GIVEN PROBLEM:
Reproduce every row below word for word, leaving out the pictures.

====================

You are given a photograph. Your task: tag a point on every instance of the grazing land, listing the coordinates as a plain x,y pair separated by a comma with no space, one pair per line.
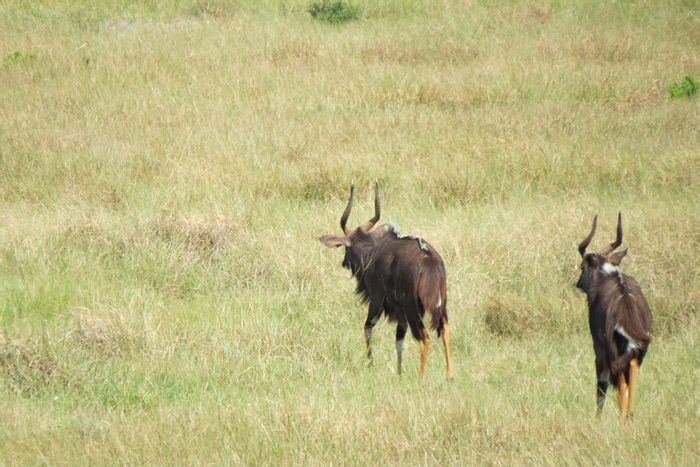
166,169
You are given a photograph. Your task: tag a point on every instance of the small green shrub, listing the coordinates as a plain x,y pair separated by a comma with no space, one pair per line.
334,12
686,88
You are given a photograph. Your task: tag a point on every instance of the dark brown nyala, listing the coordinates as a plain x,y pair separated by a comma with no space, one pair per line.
619,319
399,276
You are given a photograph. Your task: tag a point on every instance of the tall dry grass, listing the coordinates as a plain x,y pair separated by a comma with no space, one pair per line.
166,169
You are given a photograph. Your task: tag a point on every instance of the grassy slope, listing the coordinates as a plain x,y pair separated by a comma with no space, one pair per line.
164,173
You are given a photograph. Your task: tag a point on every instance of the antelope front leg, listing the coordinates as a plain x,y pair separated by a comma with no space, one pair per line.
373,315
424,347
400,336
623,396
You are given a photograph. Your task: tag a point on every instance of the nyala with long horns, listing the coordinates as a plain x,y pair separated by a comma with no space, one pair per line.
400,277
619,319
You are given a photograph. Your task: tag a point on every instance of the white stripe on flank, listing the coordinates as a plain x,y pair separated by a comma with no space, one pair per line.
632,343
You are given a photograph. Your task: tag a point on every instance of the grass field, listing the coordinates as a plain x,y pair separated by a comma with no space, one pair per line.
166,169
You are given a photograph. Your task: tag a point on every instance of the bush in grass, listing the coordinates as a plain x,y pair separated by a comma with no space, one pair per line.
334,12
686,88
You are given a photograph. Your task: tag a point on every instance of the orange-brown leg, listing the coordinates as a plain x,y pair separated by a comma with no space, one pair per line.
446,342
623,396
424,347
634,368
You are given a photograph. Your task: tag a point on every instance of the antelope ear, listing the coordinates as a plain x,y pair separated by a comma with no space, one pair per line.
333,241
616,258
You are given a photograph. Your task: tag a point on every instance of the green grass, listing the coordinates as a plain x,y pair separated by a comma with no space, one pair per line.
166,169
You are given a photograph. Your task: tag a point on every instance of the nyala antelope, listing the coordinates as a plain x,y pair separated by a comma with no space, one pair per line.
399,276
619,320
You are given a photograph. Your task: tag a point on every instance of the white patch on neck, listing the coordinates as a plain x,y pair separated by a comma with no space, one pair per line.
632,343
610,269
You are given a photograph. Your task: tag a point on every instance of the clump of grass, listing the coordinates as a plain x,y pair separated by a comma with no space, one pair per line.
334,12
20,57
687,88
509,315
29,368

====================

WRITTEN REPLY:
You are given a photograph. Your task: tag a point on every instance of the grazing land, listing the coordinates as a plain x,y pair separated by a comma with no space, one pair per line.
166,169
You are given a photograph. Your task: tag a point on every instance of the small green shrub, listing the coordinates as a plain x,y pair separated by a comma with no space, one pair per line.
334,12
686,88
You are given a photograph. Your task: tag a point on every instance of the dark brown nyala, listing the coordinates as a plain x,y pair separated by a comma with no space, one pair per line.
619,319
399,276
You are given a photograph. Your task: tag a point on every instance of the tall dry grass, listing the coordinates as a plain x,y pair separated by a comma with no space, one pair per line.
166,169
You are given a photograph. Your task: tag a point on every instance of the grassy slope, listing the coordinates as a plain x,y pair separated by a comma with no space, one pair per line.
164,173
You are given a photograph. Your task: tag a point on every instance of the antelope front leg, listing the coordinates as a plain x,y pair separated by a comma with no space, one pair per line.
373,315
424,347
400,336
623,396
You are given a photograph. Your task: tag a point on every instance of the nyala with long horns, listing the coordinates as a plain x,y pair separated by a comma with no space, one pair per line.
400,277
619,319
You are given a photograph. Your task: tag a point on every instance of the white stripe on flank, listing the coordinates as a plain x,y pair separated by a comma with no space, one pair per line.
632,343
You are given a photograph. Your task: tag a point on every instance of the grass field, listing the coordinates as a plain x,y pair separated by a comma with no space, one pair per line.
166,169
You are given a photograph. Your task: tag a point on every instance of the bush in grass, listing the coordinates as a plain x,y pair separated by a comma with no space, one pair per line.
334,12
686,88
You are given a photograph. Your task: tag a point on every instance of the orange-brown leg, listing the coordinates as a plain x,y pair separated by a comma with no space, one pair per line.
446,342
623,396
424,347
634,368
You are given a photograph. Your task: tag a point on every instance of the antelope ear, listing the coordinates as a plain x,y pair separated by a comma with no space, one pair per line.
333,241
616,258
You are given a photograph. Your task: tag a point on every instance of the green grass, listing the coordinates as a plain x,y pair separated by a comma with no space, one pair per line.
166,169
You are given a photograph. Your task: tag a point on every instance of the nyala antelope, listing the coordinates as a plain x,y pair separated by a comma with no space, one pair per line.
399,276
619,320
You are given a photograph. Your task: tag a point on every instance of the white patch on neck, listing the coordinates as a plain x,y pair separated by a comma with no space, one pair per line.
632,343
610,269
You are given a photograph. Your task: tag a point on every instance of the clump of grass, listing the coordinates as a plain x,y pair separated by a comma with no space, one pair per line.
334,12
20,57
687,88
509,315
29,368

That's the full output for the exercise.